(Verilen metin)
※

Lozan Antlaşması’nın 100. Yılında Türkler ve Kürdler-1
Kürdistan devletlerinin kurulması ihtimali ortaya çıkar.
Lozan Antlaşması, esasında Sevr Antlaşması’nın devamı ve revize edilmiş hali olarak değerlendirilebilir. 10 Ağustos 1920’de imzalanan Sevr Antlaşması, pratikte uygulanmasa da ve koşullara bağlı olarak tanımlansa da, Kürdlerden ve Kürdistan’dan bahseden önemli bir uluslararası anlaşma metnidir. Sevr Antlaşmasının 62, 63 ve 64. Maddeleri bağımsız bir Ermenistan’ın kurulması yanı sıra bir Kürdistan’ın kurulmasını da içermekteydi.
Sevr Antlaşması’nın mevzubahis maddelerinde: “Madde-62: Antlaşmanın uygulanmaya başlamasından bir süre sonra Kürtler, Doğu Anadolu’da bağımsız bir kuruluş meydana getirmek isterlerse ve onların bu istekleri “Cemiyet-i Akvam” tarafından kabul edilip, Osmanlılara tavsiye edilirse Osmanlılar, bu tavsiyeyi yerine getireceklerdir. Madde-64: Van, Erzurum, Bitlis ve Trabzon illerinin bulunduğu alanda, bir Ermenistan Devleti kurulacak, sınırlarının tayini Amerika Birleşik Devletleri Başkanı’’nın hakemliğine bırakılacak.” Antlaşmada geçen bu iki maddeye dayanılarak ABD’nin himayesi altında, Ermenistan ve Kürdistan devletlerinin kurulması ihtimali ortaya çıkar.
Anlaşma taslağına bakıldığında, büyük Ermenistan’ın kurulmasından artakalan topraklarda bir Kürdistan devletinin kurulması, başta “Cemiyet-i Akvam'ın kabulü olmak üzere zincirleme şartlara bağlanmış. Bu anlaşma uygulanmamış olsa da, her şeye rağmen Kürdler için çok önemli ve bir umut kaynağı olmuş, Türkler için de bir “Öcü Masalı”na dönüşmüştür. Bu süreçte kartların yeniden karılması, İttifak Devletleri arasındaki menfaat çelişkileri ve bölgesel aktörlerle yapılan ikili anlaşmaları dikkate aldığımızda, Sevr, esas itibariyle galip büyük devletlerin bölgesel planlarının henüz billurlaşmadığı bir aşamada hazırlanmış ve dolayısıyla uygulanamamıştır.

※

(Listelenen kayıtlar)
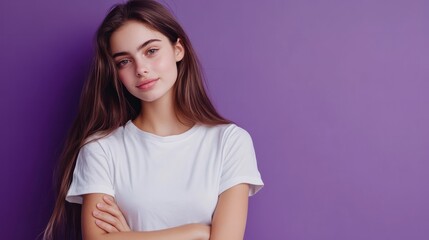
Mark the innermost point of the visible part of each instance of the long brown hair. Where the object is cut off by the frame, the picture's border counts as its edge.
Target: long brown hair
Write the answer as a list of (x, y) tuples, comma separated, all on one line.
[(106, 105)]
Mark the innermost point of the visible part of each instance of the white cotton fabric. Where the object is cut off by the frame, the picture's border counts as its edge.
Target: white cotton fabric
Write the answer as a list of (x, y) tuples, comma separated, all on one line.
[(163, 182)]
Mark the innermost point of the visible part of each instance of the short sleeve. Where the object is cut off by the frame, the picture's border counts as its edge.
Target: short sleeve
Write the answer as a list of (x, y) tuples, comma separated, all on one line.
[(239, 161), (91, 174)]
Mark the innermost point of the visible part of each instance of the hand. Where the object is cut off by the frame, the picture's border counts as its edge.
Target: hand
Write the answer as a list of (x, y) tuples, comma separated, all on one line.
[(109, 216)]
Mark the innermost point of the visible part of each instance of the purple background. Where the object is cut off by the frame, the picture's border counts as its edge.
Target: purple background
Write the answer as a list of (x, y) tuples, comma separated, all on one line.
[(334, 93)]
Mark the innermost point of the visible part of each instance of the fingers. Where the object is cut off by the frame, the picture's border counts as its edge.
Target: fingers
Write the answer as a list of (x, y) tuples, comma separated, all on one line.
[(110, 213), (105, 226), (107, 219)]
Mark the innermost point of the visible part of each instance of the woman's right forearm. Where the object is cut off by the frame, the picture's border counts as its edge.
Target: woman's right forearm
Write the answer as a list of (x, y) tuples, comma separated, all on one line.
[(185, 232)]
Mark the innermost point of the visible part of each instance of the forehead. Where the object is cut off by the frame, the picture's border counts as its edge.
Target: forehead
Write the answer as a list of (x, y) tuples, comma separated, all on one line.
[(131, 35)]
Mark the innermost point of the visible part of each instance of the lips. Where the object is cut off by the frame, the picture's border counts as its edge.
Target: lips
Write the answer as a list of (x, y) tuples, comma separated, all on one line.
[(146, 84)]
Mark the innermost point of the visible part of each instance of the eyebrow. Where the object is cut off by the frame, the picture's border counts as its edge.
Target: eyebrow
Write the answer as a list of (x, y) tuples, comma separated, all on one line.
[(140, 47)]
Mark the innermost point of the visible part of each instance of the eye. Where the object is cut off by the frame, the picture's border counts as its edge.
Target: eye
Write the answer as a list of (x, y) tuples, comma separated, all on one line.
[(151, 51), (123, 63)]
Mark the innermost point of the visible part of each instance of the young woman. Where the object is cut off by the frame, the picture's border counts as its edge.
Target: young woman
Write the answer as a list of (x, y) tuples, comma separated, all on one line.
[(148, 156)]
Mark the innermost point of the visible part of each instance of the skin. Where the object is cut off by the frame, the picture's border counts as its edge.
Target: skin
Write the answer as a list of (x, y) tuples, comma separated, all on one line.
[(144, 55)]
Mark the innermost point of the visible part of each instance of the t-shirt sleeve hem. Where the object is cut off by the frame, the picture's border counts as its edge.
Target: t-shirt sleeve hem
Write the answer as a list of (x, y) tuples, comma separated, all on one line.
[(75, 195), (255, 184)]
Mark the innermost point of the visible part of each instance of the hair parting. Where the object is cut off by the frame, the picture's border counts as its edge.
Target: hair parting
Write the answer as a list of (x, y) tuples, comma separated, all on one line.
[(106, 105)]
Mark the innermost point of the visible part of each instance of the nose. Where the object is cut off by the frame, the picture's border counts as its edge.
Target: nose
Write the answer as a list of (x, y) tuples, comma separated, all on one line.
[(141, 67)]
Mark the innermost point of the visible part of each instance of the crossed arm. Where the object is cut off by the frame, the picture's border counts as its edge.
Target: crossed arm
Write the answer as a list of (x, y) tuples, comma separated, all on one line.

※

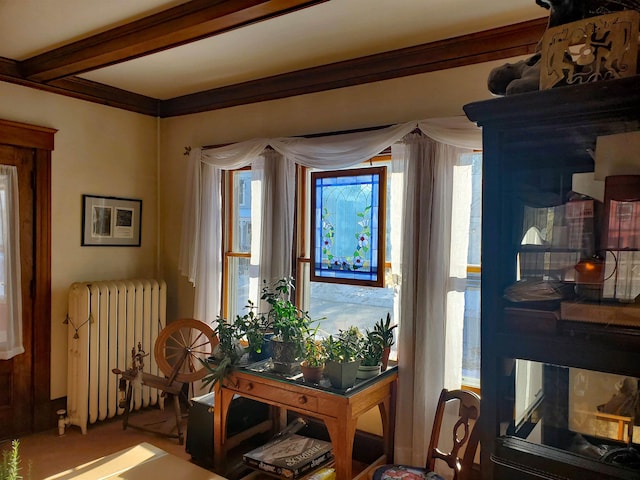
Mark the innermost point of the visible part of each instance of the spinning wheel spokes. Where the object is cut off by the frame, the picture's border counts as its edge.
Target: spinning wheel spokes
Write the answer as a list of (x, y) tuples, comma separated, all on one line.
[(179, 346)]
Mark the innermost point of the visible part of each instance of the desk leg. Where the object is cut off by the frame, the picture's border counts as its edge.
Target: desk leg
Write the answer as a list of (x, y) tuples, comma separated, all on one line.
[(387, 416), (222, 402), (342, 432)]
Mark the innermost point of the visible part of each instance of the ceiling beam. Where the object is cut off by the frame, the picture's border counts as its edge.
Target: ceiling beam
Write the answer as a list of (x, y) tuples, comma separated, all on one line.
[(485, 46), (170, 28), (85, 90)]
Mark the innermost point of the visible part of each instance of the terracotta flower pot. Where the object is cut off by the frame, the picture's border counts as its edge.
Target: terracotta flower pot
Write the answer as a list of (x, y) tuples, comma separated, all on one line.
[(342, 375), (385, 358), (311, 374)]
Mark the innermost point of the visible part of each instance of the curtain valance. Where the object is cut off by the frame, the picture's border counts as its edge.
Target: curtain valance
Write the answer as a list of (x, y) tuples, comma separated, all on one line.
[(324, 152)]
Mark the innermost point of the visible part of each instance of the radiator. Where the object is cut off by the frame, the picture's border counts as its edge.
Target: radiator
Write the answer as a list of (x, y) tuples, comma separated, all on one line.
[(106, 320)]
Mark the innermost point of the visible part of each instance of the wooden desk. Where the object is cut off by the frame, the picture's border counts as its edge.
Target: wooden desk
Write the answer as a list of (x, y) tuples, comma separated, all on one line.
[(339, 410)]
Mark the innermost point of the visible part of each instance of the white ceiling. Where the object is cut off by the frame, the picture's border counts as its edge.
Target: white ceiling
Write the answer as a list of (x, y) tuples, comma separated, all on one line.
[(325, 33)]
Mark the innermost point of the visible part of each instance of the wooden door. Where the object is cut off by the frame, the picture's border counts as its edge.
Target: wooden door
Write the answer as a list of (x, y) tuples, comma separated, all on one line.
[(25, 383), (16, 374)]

※

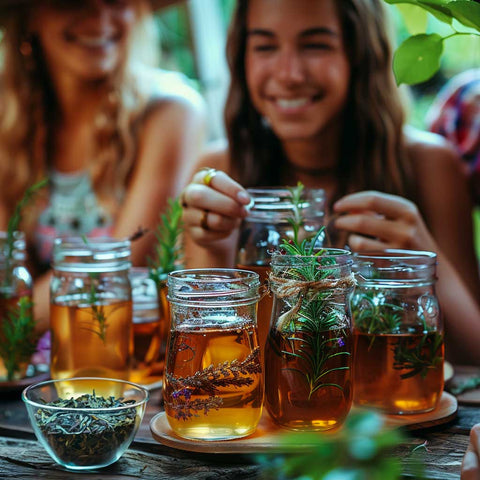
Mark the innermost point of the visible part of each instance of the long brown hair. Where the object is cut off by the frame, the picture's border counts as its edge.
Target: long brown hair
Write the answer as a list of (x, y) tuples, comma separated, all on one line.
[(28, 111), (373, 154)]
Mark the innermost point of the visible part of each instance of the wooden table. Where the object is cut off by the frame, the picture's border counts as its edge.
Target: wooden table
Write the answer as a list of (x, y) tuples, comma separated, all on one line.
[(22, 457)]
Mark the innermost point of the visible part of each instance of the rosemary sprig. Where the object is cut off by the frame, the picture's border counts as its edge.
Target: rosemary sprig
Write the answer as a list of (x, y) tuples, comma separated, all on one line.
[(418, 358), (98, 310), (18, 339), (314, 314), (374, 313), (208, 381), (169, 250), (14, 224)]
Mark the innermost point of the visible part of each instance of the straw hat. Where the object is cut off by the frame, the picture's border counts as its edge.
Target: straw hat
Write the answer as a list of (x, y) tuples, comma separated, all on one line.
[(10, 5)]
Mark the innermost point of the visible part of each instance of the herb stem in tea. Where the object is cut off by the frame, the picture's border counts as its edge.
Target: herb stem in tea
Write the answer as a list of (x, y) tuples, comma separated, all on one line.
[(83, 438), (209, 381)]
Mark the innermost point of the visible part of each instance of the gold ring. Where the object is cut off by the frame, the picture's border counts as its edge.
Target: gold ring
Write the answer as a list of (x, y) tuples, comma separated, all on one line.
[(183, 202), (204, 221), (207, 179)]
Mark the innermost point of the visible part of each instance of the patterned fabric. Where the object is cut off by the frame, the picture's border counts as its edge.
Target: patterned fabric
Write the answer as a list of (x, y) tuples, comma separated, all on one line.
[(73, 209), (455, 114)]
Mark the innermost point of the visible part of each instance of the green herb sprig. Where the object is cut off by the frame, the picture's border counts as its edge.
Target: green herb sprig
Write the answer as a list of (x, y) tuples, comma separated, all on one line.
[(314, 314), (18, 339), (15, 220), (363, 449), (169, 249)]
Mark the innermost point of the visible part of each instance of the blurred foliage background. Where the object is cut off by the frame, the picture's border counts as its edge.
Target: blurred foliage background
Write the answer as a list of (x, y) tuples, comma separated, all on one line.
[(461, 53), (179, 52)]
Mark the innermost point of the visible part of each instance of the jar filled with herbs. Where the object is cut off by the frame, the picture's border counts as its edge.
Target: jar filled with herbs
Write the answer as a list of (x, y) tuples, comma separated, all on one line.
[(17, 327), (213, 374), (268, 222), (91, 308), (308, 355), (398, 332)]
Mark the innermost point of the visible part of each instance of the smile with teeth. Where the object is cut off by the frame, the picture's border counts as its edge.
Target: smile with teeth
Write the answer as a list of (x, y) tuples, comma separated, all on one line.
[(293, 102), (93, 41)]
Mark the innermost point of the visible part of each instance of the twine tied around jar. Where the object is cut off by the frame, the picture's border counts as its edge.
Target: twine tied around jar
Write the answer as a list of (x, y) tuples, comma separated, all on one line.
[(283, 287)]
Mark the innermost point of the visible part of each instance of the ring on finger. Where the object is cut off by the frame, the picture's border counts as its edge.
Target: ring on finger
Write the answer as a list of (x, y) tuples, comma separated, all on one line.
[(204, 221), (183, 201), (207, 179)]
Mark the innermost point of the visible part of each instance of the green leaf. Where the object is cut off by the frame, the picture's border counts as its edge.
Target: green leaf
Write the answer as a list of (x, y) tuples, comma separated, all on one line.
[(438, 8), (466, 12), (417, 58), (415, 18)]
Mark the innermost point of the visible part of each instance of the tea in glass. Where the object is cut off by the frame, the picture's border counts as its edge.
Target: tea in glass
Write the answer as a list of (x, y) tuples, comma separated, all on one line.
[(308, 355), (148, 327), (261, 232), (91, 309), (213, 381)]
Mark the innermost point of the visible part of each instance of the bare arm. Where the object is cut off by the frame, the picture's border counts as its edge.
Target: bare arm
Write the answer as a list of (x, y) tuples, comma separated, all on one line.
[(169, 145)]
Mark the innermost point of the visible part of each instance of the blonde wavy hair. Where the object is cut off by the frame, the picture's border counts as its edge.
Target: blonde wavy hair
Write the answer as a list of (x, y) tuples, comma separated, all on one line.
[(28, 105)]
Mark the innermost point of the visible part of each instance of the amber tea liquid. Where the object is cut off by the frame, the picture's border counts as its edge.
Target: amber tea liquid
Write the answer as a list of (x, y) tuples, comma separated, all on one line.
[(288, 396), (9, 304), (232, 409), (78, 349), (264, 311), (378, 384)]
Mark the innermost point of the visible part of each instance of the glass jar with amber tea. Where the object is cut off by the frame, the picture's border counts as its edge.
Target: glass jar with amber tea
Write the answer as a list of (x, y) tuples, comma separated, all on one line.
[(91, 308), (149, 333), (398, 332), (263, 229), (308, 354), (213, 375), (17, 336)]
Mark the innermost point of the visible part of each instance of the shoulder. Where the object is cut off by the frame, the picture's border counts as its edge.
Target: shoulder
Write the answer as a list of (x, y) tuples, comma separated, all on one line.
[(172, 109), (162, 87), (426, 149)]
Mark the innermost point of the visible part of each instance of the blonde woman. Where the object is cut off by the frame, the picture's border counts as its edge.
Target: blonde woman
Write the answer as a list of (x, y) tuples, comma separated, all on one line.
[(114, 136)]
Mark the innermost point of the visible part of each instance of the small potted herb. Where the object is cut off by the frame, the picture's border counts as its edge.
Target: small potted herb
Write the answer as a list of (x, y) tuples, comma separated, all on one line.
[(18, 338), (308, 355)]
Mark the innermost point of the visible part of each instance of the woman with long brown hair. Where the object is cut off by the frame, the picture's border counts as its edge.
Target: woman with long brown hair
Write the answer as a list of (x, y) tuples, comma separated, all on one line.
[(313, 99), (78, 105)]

※

(Yapılacak işler)
A. Sevr ile Lozan antlaşmalarını anlatan metinde, Madde-64'e göre Ermenistan Devleti'nin kurulacağı alandaki illeri sayın.
B. Sevr ile Lozan antlaşmalarını anlatan metni son cümlesinin ardından sürdürün.
Kayıtların metinle hiçbir ilgisi yoktur.

(Cevaplar)
A. Van, Erzurum, Bitlis, Trabzon

B.
Sevr’in uygulanamamasının önemli nedeni, itilaf devletlerinin kendi aralarındaki çıkar uyuşmazlığıydı ve bu uyuşmazlık kendi aralarında bir çatışmayı körükleyebilirdi. Yoksa “Türkiye’de resmi tarih bakışının bıkıp-usanmadan tekrarlayıp durduğu “Sevr’i yırttık” tekerlemesi değildir.” İkinci ve diğer önemli bir neden ise Bolşevik devriminin oluşturduğu tehditti.
Rusya’da gerçekleşen Bolşevik devriminin yarattığı dengeler devreye girmeseydi, galip devletlerin Osmanlı bürokrasisine belirlediği coğrafyanın Sevr Anlaşması’yla sınırlı kalacağı açıktır. Sevr’in Kürdler açısından uygulanmamasının en önemli nedeni ise Kürd siyasi liderlerinin gelişmeleri doğru okuyamaması, M. Kemal ve arkadaşlarının vaatlerine kanarak sahada gerekli örgütlü gücü oluşturup Kürd toplumunu yeteri kadar harekete geçirememesidir.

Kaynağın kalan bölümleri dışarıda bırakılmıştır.